-- start --

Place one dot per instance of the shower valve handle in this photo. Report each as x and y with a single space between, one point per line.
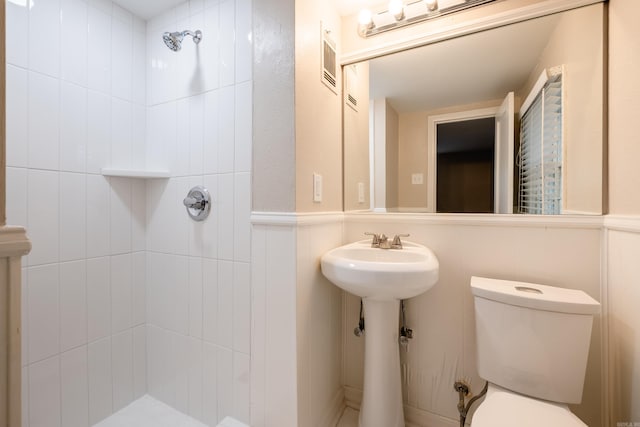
193 202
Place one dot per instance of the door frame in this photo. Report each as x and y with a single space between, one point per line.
432 135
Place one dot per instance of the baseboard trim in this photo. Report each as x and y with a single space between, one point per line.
629 224
414 417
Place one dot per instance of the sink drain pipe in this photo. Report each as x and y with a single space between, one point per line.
463 390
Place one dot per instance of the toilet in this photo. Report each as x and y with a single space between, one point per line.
532 347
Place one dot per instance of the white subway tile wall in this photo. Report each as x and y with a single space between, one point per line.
124 295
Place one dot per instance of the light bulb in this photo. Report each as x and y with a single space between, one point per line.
365 18
396 8
431 5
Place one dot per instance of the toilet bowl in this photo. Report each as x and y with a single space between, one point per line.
532 347
504 408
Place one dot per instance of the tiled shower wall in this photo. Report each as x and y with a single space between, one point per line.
77 85
75 104
198 273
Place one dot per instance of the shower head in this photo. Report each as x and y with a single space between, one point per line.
174 40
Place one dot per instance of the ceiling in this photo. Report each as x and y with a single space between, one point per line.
147 9
474 68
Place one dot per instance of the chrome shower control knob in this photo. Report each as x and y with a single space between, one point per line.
198 203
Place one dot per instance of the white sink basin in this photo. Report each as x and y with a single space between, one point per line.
381 273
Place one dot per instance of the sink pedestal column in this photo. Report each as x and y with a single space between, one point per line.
382 396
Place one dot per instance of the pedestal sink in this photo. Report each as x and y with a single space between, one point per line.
381 277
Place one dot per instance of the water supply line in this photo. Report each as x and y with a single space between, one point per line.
463 390
405 333
359 330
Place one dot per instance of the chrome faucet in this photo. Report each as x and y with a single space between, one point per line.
381 241
397 243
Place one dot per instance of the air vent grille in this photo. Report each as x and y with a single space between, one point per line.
329 79
329 64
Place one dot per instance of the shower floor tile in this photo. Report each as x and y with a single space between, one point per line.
149 412
349 418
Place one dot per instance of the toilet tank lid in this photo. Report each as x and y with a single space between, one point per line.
534 296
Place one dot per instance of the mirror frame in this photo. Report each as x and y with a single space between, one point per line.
517 11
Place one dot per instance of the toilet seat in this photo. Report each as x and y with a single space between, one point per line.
504 408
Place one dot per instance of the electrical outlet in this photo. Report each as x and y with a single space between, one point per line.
417 178
317 187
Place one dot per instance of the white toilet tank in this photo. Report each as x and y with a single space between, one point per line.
533 339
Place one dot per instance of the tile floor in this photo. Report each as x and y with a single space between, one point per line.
349 418
149 412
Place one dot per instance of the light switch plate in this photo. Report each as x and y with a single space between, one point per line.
317 187
361 192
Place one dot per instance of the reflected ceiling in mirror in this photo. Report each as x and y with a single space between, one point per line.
387 160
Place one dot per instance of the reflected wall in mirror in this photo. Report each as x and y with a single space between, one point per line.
539 82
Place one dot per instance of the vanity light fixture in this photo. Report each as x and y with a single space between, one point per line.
400 14
396 8
431 5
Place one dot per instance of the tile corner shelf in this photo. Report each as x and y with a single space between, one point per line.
136 173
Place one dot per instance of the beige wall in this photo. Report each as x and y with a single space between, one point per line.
356 153
442 319
318 113
577 44
391 158
623 245
274 162
624 107
353 44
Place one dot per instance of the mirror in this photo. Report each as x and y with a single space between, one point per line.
400 108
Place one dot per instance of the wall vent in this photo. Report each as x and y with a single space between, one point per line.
351 86
329 63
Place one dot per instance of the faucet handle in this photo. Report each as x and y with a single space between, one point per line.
375 241
397 243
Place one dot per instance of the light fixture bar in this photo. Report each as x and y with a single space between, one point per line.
386 21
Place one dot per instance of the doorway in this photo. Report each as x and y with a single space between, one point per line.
465 157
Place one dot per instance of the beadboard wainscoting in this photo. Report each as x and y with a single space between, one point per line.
560 251
296 321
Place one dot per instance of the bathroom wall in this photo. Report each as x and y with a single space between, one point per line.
297 322
76 103
274 149
318 113
551 251
623 235
198 273
85 93
356 130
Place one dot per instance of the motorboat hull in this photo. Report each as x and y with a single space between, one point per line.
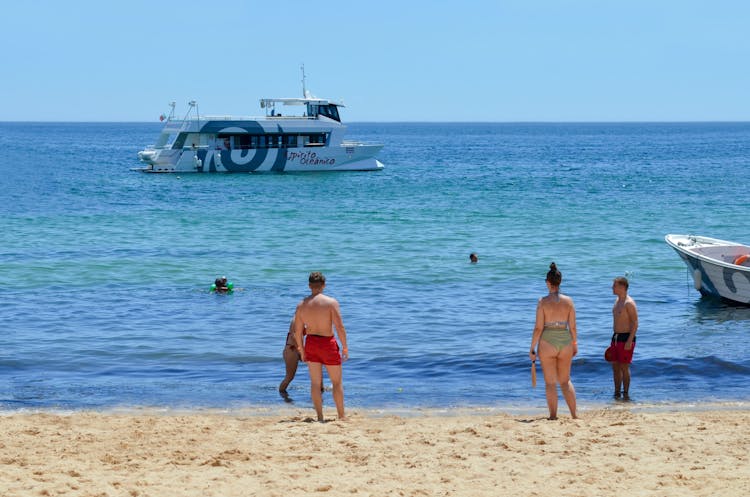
715 266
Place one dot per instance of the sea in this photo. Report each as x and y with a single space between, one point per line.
105 272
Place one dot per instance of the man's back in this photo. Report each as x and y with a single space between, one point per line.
316 312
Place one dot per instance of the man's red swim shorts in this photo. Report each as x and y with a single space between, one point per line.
621 355
324 350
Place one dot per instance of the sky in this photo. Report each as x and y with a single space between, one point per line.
388 61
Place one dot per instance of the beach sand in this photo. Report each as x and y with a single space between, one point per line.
608 451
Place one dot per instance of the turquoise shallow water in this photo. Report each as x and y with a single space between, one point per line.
104 272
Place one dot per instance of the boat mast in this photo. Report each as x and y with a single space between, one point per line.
304 89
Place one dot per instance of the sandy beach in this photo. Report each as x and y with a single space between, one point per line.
607 451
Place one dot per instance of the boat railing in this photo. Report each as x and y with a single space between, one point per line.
359 143
249 118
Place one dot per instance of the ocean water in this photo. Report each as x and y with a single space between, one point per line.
104 272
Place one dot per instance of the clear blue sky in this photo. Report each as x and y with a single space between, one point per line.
519 60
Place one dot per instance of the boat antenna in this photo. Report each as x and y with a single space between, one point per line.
192 104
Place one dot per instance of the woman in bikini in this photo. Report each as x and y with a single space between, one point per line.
291 361
555 335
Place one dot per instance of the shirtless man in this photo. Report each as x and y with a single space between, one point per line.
319 314
625 324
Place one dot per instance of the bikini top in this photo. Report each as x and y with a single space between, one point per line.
557 324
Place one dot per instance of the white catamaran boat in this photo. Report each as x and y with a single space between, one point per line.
312 141
719 268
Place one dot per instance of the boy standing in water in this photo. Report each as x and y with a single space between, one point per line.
320 314
625 324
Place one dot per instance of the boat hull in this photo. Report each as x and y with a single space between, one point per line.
354 158
711 263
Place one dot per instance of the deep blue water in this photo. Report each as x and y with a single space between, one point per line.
104 272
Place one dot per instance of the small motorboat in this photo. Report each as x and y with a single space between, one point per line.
719 268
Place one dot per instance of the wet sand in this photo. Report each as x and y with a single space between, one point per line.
605 452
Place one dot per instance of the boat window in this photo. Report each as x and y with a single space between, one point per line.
315 140
330 111
242 141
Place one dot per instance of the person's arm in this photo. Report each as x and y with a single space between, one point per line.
340 330
537 333
573 326
632 312
299 326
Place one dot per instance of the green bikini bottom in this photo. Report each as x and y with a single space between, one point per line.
557 337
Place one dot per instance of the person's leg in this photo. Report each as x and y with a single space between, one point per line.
291 361
335 375
617 375
548 359
625 368
564 362
316 378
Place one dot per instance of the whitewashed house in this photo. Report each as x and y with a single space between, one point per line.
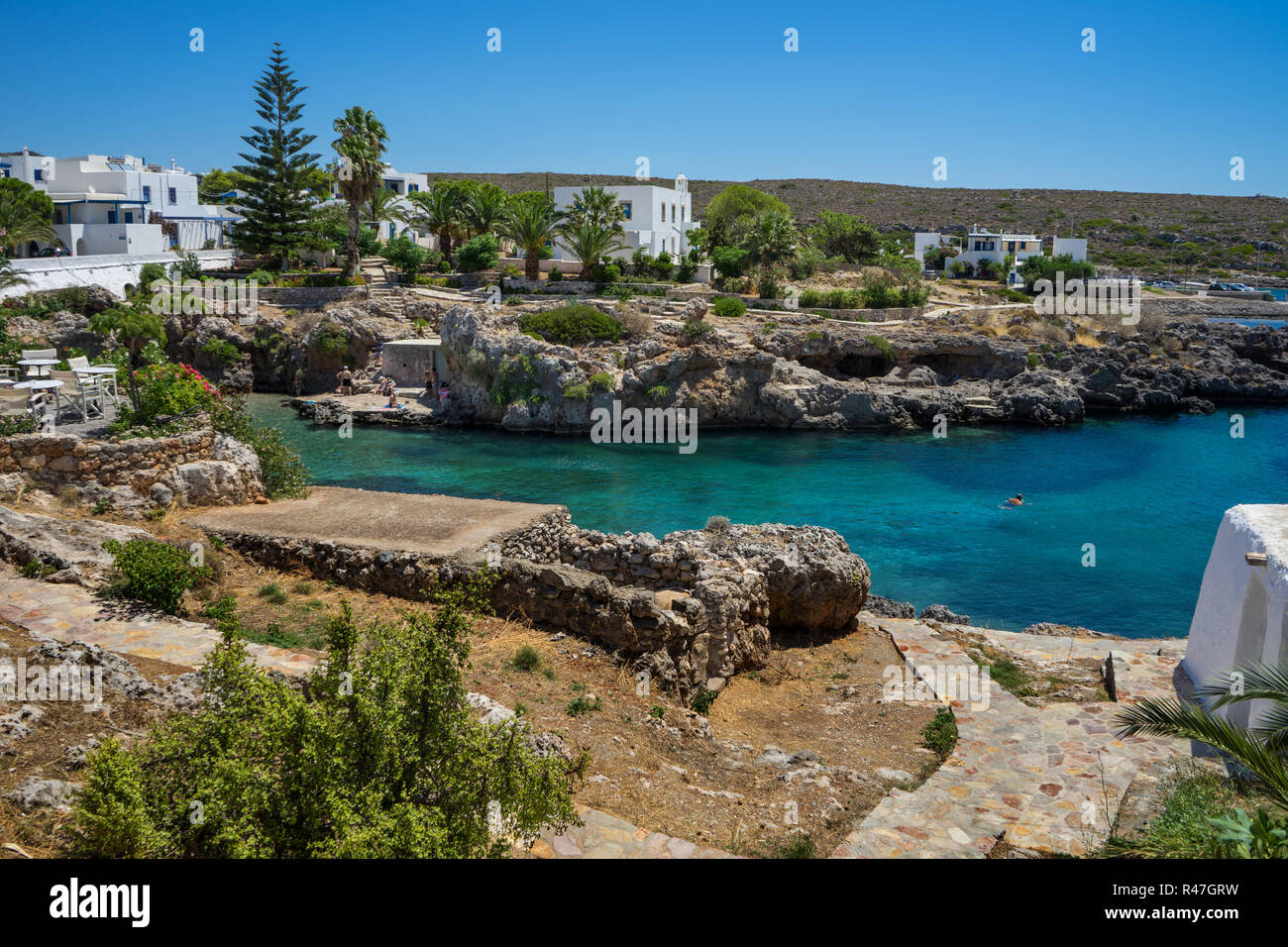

-- end --

(EXERCISE DIRECTIONS)
Please gather each line of the entries above that contains the word "handle", and copy those lines out. Case counts, so a match must have the same capital and lowercase letters.

(COMPLETE ANSWER)
Place one dot per instance of the shower valve handle in this photo. Report each as x and y with a single space between, one point per line.
Place one dot per instance of the faucet handle in this photo. Report each as x and y with a single space between, one point per line.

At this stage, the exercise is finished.